GIVEN PROBLEM 1>
In the forum thread about the Siamese mouse, what time did the poster finally get to bed?

READING PASSAGE>
# BLOODY SIAMESE!



## PPVallhunds (Jul 26, 2010)

Aaaaaaaaaaaa!!!!!!!!!!

Officially hate Siamese right now, due to running out of boxes a put a young black eyed Siamese in my box of Fox does as the Siamese box had nursing mothers in there. Well I was up late and went out to quickly feed befor I went to bed. As I walked over to the feed pot there was a Fox sitting on top the box (there realy not smart), chucked her back in the box wondering how she got out. Then saw three Fox noses poking around from behind the box watching me. Checked the box over and there is a big hole in the bottom! It had to of been the Siamese as the foxes have never done this befor. Only one well behaved Fox was left in the box. I caught a few and have seen one lose this morning. I didn't get to bed last night untill 4am in the end
Don't know how many were in there due to swapping mice about last week, will set up a trap to try to catch them. There now in a wooden box I brought from another breeder. Luckerly I took out four does the other day to breed.


----------



## PPVallhunds (Jul 26, 2010)

Seems one Fox has changed its mind and went back into the chewed box so that's one more in captivity but the one I saw this morning was a choc and this one was a black. Also just cut my leg on one of my dangerously diy box lids.


----------



## pauly (Feb 21, 2013)

I know I shouldn't laugh, but I have to admit I did. 

I fully understand how you feel. Those things would drive you mad, I've taken to giving them blocks of wood, dog biscuits, anything to try & stop them thinking of escape.

I just got a picture in my mind of you struggling to find them in your shed, was the air blue when you cut your leg ??


----------



## PPVallhunds (Jul 26, 2010)

Lol I came very close to letting my dog find them, good thing there was no nabours about as there was more than a few choice words.

The Siamese doe was even looking at me threw the mesh of the new box she soon ran for cover once I started swearing at her


----------



## evangela316 (Jul 26, 2013)

GIVEN INFORMATION>
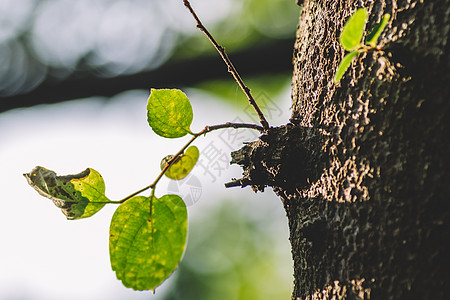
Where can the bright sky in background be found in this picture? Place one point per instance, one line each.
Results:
(45, 256)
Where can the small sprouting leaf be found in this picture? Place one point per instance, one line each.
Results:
(353, 30)
(78, 196)
(146, 243)
(169, 113)
(376, 31)
(344, 64)
(184, 164)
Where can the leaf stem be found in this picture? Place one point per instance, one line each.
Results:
(230, 65)
(179, 153)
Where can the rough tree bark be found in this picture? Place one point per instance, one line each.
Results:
(363, 166)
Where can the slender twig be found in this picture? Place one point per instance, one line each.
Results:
(179, 153)
(230, 66)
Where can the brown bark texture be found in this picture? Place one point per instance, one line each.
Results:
(363, 166)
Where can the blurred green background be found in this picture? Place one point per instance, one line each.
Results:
(74, 80)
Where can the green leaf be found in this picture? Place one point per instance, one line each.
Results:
(169, 113)
(78, 196)
(146, 244)
(183, 165)
(376, 31)
(353, 30)
(344, 64)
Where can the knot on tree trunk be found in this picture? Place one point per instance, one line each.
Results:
(287, 157)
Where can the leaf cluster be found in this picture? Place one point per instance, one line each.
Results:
(351, 38)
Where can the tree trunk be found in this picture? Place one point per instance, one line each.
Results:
(363, 167)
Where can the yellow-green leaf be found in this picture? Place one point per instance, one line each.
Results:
(147, 240)
(353, 30)
(169, 113)
(79, 196)
(184, 164)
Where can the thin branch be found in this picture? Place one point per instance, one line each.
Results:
(179, 153)
(230, 66)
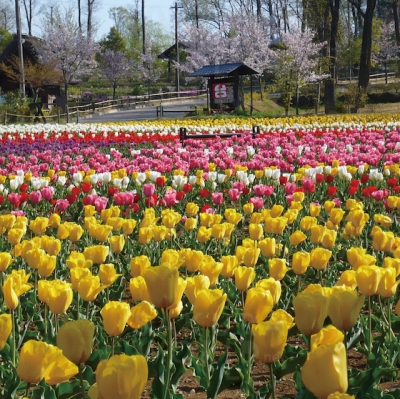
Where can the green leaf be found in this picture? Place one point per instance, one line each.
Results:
(66, 390)
(217, 377)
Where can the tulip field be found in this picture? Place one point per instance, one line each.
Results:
(132, 261)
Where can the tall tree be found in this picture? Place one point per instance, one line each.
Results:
(72, 52)
(37, 75)
(367, 13)
(296, 63)
(7, 15)
(114, 66)
(387, 48)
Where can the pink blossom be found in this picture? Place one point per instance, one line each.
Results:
(170, 198)
(47, 193)
(35, 197)
(234, 194)
(100, 203)
(62, 204)
(258, 202)
(148, 189)
(218, 198)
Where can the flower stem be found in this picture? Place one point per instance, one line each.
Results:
(369, 325)
(169, 353)
(13, 338)
(81, 381)
(206, 365)
(273, 383)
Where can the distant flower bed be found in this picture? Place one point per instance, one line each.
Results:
(137, 248)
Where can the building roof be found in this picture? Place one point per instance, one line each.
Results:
(230, 69)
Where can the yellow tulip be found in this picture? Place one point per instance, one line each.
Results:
(162, 283)
(311, 310)
(108, 274)
(307, 222)
(244, 276)
(190, 224)
(128, 225)
(138, 265)
(122, 377)
(230, 263)
(258, 305)
(5, 261)
(193, 260)
(96, 253)
(368, 279)
(387, 283)
(89, 287)
(58, 295)
(138, 289)
(115, 314)
(297, 237)
(348, 278)
(141, 314)
(322, 381)
(269, 340)
(81, 333)
(191, 209)
(47, 265)
(300, 262)
(250, 256)
(14, 236)
(40, 360)
(203, 234)
(319, 258)
(277, 268)
(14, 286)
(271, 285)
(5, 329)
(194, 285)
(315, 210)
(39, 225)
(256, 231)
(267, 247)
(212, 269)
(117, 243)
(329, 238)
(344, 307)
(208, 307)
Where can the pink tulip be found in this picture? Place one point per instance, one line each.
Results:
(234, 194)
(35, 197)
(218, 198)
(148, 189)
(62, 204)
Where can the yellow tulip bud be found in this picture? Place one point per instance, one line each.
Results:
(122, 377)
(208, 307)
(115, 314)
(81, 333)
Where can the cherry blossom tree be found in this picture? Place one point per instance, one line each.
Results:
(114, 66)
(72, 52)
(387, 47)
(295, 64)
(148, 65)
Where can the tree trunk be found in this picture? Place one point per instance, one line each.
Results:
(329, 89)
(397, 30)
(79, 15)
(366, 46)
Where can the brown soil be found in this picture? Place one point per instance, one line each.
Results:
(189, 386)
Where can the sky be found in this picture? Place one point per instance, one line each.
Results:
(156, 10)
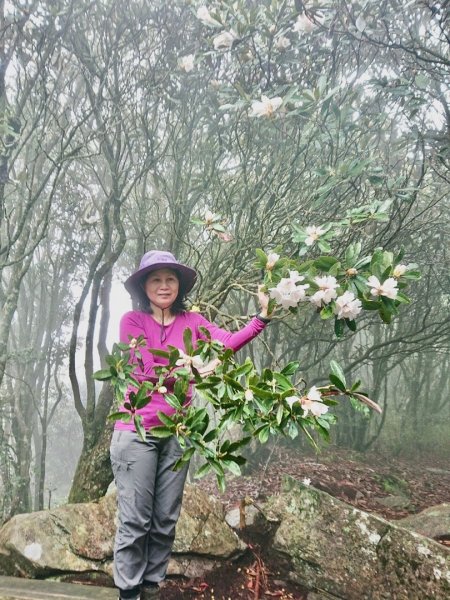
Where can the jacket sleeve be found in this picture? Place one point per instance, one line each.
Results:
(234, 340)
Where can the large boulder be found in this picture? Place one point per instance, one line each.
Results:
(432, 522)
(344, 552)
(78, 538)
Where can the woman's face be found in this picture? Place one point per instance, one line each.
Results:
(162, 287)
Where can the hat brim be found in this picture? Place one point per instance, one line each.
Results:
(187, 275)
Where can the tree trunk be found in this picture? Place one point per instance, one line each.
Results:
(93, 473)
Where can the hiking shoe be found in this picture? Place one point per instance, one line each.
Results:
(150, 592)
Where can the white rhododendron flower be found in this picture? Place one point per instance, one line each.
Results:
(327, 291)
(347, 306)
(303, 24)
(287, 293)
(399, 271)
(204, 16)
(187, 62)
(282, 43)
(224, 40)
(189, 361)
(272, 258)
(209, 216)
(314, 234)
(295, 277)
(312, 403)
(388, 288)
(266, 107)
(291, 400)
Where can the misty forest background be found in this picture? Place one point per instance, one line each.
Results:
(111, 142)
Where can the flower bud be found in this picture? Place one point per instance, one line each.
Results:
(399, 271)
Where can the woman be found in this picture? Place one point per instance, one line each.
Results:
(149, 492)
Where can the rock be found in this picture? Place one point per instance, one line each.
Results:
(78, 538)
(394, 501)
(233, 516)
(433, 522)
(341, 551)
(202, 529)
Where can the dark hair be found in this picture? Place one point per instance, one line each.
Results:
(143, 303)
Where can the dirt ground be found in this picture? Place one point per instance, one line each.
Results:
(360, 480)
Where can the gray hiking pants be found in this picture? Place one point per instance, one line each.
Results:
(149, 496)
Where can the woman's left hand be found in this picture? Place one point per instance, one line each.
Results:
(209, 368)
(263, 300)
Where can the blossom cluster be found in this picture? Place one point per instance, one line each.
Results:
(326, 290)
(310, 403)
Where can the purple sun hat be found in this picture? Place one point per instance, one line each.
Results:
(160, 259)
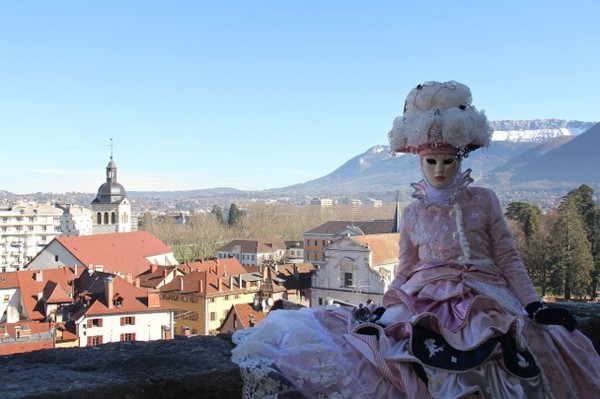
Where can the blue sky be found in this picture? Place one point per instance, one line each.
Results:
(263, 94)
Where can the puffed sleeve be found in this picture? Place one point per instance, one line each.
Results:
(408, 251)
(506, 256)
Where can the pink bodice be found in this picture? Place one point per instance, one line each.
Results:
(472, 237)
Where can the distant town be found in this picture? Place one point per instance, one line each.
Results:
(75, 276)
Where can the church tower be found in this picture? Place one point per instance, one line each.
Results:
(111, 210)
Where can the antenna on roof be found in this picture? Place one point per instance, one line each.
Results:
(111, 147)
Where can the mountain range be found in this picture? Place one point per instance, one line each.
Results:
(545, 157)
(542, 155)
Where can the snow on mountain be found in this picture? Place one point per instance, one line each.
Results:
(538, 130)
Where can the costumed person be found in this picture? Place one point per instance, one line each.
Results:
(461, 318)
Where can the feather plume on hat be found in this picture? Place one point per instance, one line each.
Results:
(439, 117)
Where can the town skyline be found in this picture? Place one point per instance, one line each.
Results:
(259, 95)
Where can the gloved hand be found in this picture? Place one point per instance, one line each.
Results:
(545, 315)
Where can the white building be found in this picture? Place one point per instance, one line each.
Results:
(322, 202)
(253, 252)
(27, 226)
(75, 221)
(112, 310)
(356, 269)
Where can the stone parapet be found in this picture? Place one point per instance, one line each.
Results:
(183, 368)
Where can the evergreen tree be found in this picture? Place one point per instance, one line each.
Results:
(234, 215)
(571, 255)
(583, 197)
(527, 215)
(218, 212)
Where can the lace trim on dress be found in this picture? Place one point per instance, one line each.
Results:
(432, 196)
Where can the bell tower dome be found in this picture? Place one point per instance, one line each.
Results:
(111, 209)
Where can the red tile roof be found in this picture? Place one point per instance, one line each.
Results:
(223, 267)
(117, 252)
(8, 280)
(366, 226)
(255, 246)
(203, 283)
(94, 285)
(154, 276)
(54, 284)
(384, 247)
(244, 311)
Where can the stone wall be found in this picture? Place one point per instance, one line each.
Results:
(183, 368)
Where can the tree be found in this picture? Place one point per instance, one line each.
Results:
(526, 214)
(571, 255)
(234, 215)
(583, 197)
(217, 211)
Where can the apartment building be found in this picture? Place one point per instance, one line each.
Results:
(254, 252)
(118, 253)
(204, 297)
(28, 226)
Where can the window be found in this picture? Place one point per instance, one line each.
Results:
(94, 323)
(128, 321)
(95, 340)
(128, 337)
(347, 279)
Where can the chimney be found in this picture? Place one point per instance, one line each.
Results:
(109, 291)
(153, 298)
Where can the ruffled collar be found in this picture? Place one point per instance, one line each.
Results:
(441, 197)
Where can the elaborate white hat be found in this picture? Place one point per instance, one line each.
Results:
(439, 116)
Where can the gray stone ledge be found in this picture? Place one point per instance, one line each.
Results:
(183, 368)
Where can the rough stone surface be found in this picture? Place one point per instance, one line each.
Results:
(198, 367)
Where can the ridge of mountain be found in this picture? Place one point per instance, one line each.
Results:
(541, 154)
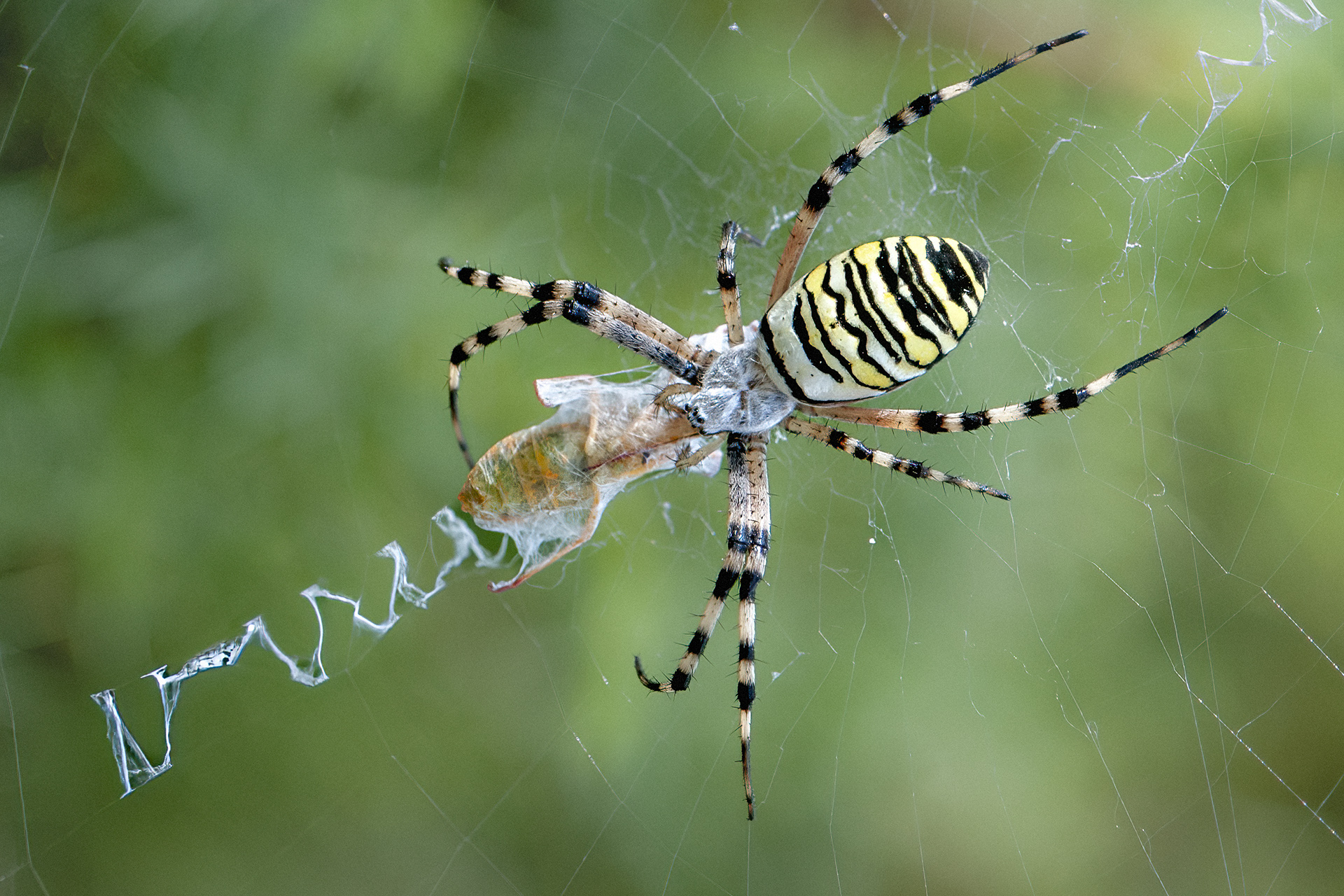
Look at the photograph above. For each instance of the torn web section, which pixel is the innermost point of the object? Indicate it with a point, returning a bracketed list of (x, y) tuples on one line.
[(546, 486)]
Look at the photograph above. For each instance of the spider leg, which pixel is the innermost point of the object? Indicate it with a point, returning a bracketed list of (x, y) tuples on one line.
[(749, 540), (967, 421), (820, 194), (729, 281), (606, 315), (758, 535), (854, 448)]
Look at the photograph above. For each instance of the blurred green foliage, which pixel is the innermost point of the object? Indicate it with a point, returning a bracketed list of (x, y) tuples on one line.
[(222, 379)]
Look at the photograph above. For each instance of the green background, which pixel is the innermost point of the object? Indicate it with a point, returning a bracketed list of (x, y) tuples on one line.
[(222, 381)]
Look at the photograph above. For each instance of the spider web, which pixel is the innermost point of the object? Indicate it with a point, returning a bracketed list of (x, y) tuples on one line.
[(220, 382)]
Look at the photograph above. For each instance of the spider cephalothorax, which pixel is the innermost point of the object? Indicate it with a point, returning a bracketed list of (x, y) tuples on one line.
[(853, 328)]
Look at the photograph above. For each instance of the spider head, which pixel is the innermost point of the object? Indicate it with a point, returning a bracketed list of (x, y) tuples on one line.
[(737, 396)]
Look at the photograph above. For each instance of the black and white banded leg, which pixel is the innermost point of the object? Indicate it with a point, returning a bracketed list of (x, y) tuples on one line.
[(857, 449), (743, 564), (820, 194), (968, 421), (603, 312), (729, 281)]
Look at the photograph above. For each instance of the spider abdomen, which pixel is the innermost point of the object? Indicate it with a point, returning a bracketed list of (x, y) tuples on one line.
[(867, 320)]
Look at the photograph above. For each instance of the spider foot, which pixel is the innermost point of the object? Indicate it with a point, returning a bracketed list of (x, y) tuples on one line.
[(654, 684)]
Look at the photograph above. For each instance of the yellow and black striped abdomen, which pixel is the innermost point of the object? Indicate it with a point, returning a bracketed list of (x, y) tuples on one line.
[(873, 317)]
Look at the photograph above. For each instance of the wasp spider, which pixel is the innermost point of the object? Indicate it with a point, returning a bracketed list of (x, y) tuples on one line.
[(854, 328)]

GIVEN PROBLEM 2>
Rewrite the records from the line containing "Look at the photograph above. For each instance of the green" through the line containing "[(737, 396)]", both included. Keep the requests and multiply every coordinate in the answers by 2.35, rounding to whole numbers with halves rounded up.

CORRECT OUTPUT 1>
4am

CORRECT OUTPUT 2>
Look at the photograph above. For each instance of the green background, which pixel is the innermost point of the object? Indicate it with a point, returning a bracketed list of (x, y) tuples on one line.
[(522, 895)]
Look at the photograph above. For each instance of the spider web, which pixel is the innermost point of the object? Indicate it with a point, returning a bracketed list of (x, y) tuples on one line.
[(517, 898)]
Look at the photograph above. For each instance of the spider cephalothorax, which pixel is the innermost point of the object? Indicate it with a point, returning a bracketed list of (x, y) tuples on one line.
[(2005, 771)]
Look at the photograph above. For each instance of the spider head, which pixel is the innermost point of the object? Indicate it with a point, returning a bracketed list of (x, y) tuples on one line.
[(1732, 931)]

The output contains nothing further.